Please copy out everything from the line containing "Q: Identify the coffered" down to the end of the material below, requests included, and return only those lines. Multiply each coordinate in the answers by 2.25 and round it to a whole number, with halves rounded up.

## DATA FOR THIS EXERCISE

┌────────

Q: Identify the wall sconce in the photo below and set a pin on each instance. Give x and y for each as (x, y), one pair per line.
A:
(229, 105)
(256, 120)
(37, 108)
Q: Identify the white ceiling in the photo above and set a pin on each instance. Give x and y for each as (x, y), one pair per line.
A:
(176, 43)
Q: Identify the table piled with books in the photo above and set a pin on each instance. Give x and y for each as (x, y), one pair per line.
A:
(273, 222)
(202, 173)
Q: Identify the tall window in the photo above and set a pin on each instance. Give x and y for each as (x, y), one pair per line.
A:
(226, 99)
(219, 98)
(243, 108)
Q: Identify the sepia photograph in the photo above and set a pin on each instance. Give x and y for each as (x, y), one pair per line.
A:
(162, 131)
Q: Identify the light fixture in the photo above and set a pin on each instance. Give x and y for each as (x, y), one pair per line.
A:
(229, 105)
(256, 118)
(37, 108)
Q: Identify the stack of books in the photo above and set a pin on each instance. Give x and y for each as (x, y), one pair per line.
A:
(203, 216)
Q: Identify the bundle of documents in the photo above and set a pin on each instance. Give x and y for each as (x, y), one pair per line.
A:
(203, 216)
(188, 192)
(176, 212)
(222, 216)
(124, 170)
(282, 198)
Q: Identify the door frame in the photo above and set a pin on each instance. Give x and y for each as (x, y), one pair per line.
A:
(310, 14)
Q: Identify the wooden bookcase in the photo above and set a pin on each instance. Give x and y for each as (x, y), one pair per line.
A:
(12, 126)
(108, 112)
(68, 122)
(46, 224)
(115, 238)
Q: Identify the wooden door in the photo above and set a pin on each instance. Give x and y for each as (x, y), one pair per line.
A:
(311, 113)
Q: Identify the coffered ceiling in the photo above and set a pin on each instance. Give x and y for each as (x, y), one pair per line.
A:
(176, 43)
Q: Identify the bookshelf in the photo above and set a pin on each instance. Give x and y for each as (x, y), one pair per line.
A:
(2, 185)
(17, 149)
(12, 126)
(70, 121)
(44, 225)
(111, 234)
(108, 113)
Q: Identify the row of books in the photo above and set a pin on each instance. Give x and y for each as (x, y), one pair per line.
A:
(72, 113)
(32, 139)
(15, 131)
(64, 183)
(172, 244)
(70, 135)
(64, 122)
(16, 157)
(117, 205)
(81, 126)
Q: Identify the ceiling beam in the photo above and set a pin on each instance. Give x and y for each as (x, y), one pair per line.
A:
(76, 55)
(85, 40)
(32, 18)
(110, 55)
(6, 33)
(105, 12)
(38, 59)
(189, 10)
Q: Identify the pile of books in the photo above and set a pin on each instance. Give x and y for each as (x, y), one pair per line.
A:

└────────

## COMPLETED EXERCISE
Q: Identify the coffered ceiling in the photo above and set a pin on each instance. Give x and y for each as (x, y), one pair per line.
A:
(396, 97)
Q: Identify the bookshelf in the photo above and set a pin on each instance. Give x and y for each as (x, y), one pair per line.
A:
(5, 416)
(38, 335)
(27, 284)
(158, 272)
(99, 506)
(250, 527)
(243, 254)
Q: Identify the row of books in the photo above and set a pin on each instance. Give x and y for each as (x, y), one pair per line.
A:
(162, 254)
(72, 313)
(34, 295)
(144, 412)
(387, 549)
(158, 304)
(144, 275)
(36, 353)
(263, 461)
(182, 284)
Q: Identify the ceiling beam in the photo above and set a pin on each instance. Give x and y for each as (x, y), one pair per line.
A:
(171, 124)
(191, 90)
(72, 41)
(248, 124)
(14, 74)
(236, 27)
(86, 133)
(425, 23)
Q: Identify the pile of books in the photo above and set a pin on each instance. Give x and y for each as (x, y), one pair per line.
A:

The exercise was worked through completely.